Count the lines of the records below that contain the word "asks", and reply with the number alone.

________

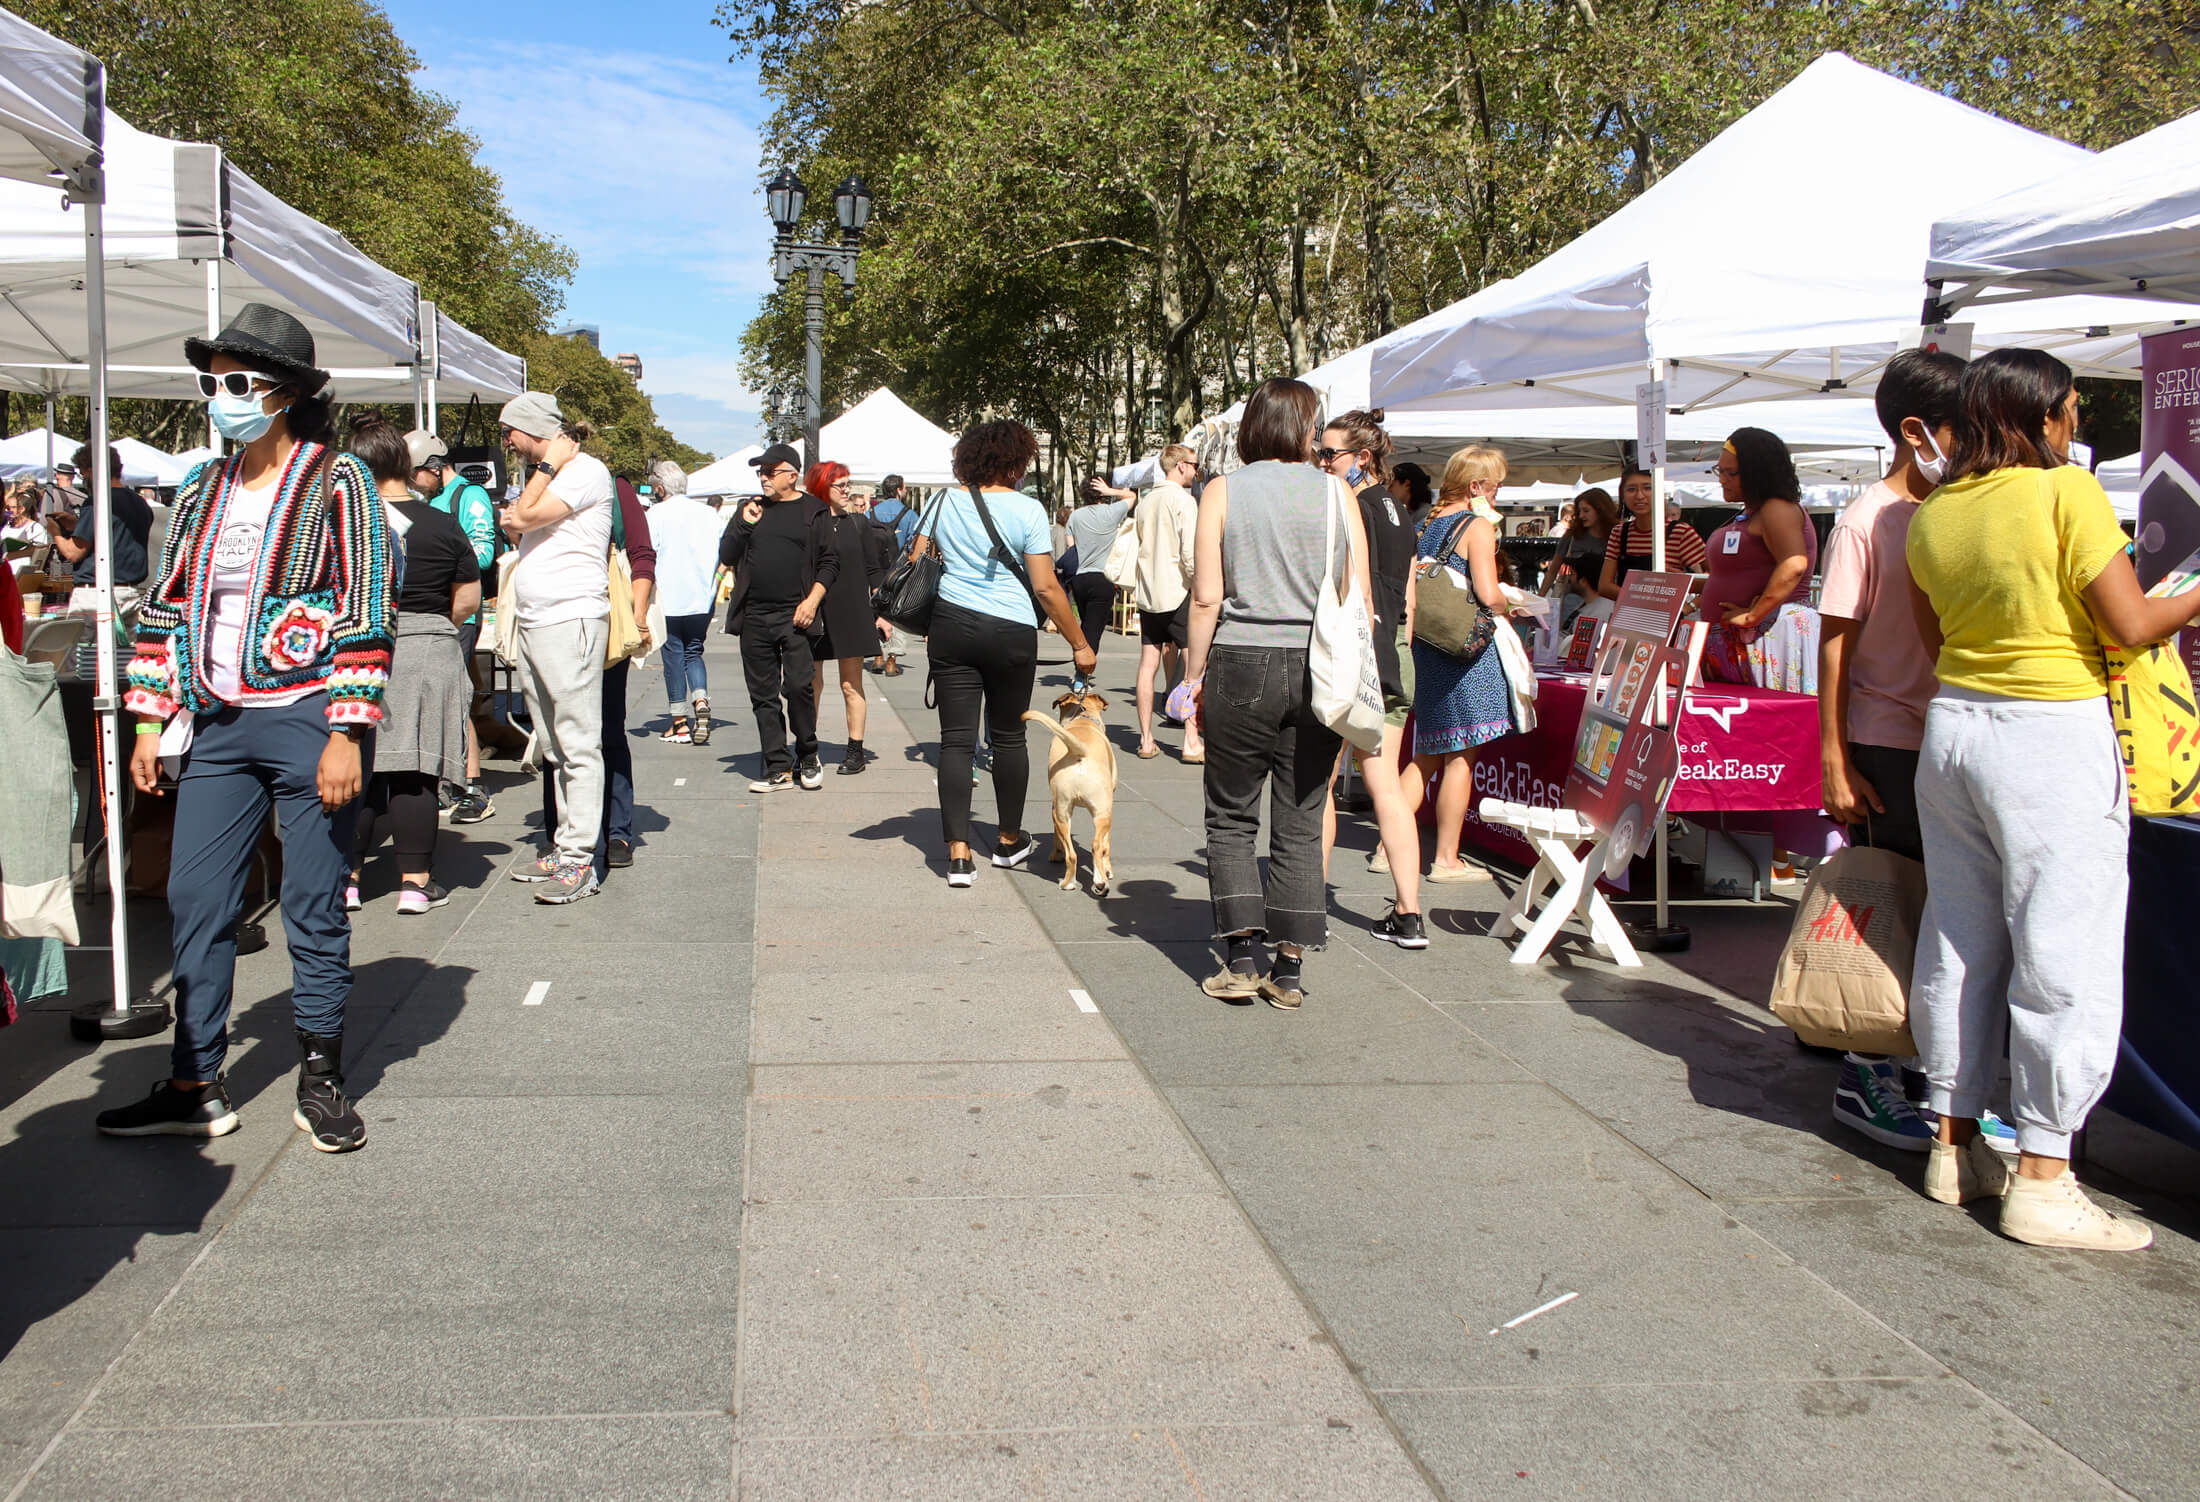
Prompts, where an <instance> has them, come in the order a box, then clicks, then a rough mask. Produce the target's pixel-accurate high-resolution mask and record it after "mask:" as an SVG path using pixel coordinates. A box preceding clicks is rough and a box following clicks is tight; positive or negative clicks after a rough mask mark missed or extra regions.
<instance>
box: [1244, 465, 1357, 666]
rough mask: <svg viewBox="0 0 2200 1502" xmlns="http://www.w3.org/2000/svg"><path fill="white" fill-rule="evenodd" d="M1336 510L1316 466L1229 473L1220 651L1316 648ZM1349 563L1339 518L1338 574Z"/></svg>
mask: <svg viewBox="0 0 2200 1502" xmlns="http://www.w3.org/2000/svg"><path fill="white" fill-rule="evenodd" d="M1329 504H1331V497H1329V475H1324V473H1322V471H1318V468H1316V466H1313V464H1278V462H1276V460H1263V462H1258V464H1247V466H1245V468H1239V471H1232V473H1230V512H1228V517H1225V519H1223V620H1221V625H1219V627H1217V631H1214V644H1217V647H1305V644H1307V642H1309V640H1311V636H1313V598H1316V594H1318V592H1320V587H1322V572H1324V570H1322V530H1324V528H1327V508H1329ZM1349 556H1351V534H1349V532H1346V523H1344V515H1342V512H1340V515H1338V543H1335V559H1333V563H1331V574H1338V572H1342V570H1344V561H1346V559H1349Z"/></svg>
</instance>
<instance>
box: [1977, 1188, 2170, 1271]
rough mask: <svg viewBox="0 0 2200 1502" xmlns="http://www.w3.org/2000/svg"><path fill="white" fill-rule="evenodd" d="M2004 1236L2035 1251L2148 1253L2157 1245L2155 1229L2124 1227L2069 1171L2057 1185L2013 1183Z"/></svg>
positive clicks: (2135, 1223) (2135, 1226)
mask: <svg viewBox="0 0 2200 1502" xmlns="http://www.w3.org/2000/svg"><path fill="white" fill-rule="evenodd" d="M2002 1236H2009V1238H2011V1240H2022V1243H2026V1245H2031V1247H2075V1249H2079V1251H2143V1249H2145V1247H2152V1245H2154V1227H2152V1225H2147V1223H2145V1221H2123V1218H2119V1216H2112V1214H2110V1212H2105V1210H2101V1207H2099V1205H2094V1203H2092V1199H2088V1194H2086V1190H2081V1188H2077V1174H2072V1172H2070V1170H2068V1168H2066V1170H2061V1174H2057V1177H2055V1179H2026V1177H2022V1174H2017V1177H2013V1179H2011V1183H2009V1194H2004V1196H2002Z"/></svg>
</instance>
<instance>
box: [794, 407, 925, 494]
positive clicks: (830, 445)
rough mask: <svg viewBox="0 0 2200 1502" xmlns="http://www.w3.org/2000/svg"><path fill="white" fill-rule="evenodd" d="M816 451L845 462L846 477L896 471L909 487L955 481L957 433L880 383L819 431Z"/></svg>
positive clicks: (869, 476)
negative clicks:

________

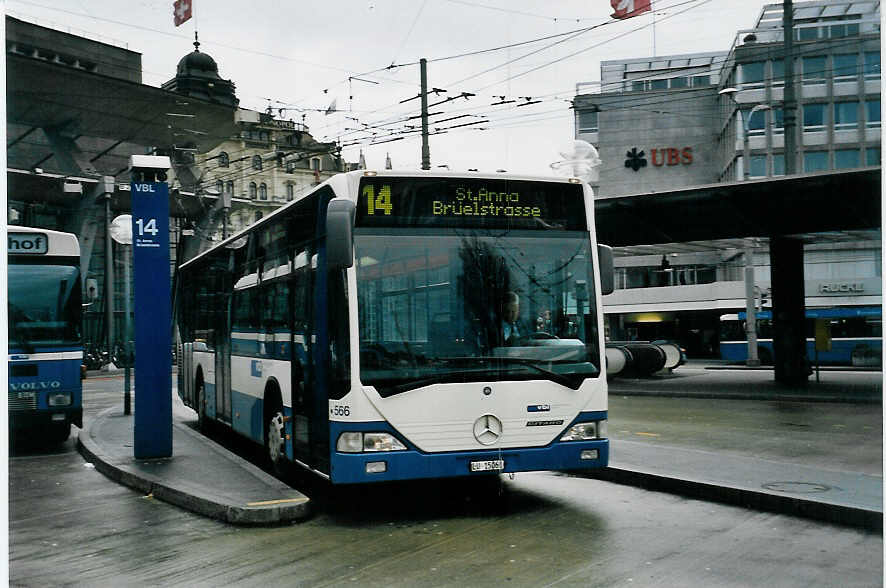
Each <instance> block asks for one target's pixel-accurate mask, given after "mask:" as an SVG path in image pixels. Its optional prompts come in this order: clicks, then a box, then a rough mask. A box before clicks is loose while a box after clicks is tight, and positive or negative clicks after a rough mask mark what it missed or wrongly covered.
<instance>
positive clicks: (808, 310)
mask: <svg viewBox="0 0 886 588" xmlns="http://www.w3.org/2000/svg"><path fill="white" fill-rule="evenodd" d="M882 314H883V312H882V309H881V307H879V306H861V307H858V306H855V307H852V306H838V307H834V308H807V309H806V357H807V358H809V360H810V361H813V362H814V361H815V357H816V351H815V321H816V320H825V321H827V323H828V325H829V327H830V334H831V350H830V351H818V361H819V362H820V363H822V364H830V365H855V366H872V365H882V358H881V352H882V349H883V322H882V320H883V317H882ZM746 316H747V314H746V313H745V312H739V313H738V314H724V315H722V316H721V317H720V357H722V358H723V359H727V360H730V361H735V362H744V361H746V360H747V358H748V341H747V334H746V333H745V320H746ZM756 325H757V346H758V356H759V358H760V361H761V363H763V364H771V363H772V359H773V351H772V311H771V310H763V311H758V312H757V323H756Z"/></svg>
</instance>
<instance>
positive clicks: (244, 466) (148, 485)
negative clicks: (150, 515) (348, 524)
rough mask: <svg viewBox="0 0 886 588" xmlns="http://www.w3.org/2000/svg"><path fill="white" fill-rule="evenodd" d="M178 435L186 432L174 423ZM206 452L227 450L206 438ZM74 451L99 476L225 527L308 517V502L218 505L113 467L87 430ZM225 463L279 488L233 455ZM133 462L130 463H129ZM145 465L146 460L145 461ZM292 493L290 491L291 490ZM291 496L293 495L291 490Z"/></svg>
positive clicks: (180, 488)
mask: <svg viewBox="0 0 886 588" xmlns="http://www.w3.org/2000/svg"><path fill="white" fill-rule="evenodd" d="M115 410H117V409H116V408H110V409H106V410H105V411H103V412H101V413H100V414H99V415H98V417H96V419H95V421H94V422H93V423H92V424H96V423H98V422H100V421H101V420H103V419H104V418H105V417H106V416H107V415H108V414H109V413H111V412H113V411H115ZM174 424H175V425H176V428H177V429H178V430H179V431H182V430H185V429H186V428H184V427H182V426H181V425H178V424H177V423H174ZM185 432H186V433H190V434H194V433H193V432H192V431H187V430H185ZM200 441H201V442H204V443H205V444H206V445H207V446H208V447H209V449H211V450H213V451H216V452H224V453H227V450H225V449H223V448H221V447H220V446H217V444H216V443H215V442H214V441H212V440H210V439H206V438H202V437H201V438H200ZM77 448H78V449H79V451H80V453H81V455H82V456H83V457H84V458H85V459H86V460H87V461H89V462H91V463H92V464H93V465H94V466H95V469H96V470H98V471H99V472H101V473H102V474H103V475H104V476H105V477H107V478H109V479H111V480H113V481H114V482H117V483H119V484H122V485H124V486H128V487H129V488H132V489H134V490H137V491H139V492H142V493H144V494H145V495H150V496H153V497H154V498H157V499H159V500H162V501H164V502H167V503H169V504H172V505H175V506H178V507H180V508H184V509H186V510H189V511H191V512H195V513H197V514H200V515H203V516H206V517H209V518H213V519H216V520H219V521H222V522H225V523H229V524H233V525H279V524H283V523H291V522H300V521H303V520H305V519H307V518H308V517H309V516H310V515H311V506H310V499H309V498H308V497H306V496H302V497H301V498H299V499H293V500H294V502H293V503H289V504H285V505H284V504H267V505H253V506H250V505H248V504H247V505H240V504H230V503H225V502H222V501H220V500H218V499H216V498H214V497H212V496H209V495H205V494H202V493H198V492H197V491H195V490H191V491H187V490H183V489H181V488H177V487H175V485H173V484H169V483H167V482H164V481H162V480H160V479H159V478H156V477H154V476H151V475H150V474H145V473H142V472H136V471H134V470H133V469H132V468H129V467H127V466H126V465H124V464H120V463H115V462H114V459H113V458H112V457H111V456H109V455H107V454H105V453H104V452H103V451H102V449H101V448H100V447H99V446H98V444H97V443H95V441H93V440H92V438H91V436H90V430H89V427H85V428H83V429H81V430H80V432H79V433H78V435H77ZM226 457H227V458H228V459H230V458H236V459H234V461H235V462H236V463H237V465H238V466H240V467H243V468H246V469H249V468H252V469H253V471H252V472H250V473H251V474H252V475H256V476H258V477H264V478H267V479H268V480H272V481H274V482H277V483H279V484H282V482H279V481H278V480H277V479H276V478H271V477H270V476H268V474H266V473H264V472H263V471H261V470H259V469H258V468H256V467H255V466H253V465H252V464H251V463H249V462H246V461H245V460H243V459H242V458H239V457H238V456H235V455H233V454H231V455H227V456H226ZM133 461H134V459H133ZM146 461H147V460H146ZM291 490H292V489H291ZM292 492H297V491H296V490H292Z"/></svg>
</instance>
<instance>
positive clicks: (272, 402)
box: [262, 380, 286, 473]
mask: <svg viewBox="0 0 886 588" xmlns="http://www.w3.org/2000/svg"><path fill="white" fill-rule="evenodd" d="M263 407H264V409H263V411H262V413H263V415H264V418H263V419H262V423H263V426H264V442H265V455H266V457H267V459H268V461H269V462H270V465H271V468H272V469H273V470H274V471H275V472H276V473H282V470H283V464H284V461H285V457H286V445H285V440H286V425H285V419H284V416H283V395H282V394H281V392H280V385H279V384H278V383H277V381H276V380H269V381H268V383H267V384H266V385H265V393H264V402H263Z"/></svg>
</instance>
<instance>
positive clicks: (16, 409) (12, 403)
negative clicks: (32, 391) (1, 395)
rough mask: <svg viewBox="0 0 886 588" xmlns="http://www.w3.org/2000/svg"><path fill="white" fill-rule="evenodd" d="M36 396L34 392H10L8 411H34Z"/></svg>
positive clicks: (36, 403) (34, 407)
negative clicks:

________

RESPONSE BOX:
1